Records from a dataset
────
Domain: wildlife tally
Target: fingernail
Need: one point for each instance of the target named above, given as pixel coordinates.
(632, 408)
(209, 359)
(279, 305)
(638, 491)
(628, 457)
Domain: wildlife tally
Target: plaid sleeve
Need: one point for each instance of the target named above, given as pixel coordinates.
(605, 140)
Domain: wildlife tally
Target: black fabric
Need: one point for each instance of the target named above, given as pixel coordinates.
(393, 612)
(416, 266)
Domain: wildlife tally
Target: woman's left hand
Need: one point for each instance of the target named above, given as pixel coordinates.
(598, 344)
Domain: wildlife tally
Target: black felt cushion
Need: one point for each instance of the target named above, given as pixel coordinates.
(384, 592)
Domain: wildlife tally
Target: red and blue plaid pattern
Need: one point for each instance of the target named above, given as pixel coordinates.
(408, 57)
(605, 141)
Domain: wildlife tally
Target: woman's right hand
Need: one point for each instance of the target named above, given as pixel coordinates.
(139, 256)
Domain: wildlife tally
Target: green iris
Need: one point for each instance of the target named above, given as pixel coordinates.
────
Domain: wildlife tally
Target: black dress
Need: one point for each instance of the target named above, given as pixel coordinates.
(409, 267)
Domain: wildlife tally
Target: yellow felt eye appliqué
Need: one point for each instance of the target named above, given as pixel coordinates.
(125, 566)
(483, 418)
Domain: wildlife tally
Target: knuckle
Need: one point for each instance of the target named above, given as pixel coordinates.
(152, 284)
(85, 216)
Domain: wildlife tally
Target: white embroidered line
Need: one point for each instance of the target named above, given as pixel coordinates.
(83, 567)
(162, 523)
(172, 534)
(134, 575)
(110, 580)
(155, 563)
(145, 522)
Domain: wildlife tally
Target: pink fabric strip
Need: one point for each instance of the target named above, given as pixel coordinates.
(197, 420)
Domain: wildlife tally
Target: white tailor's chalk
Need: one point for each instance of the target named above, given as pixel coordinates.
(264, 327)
────
PROBLEM DETAILS – Which lines in the entries above contain the string "plaid"? Pick out each of them and copy it.

EXERCISE RESULT –
Target: plaid sleeve
Target: red and blue plaid pattern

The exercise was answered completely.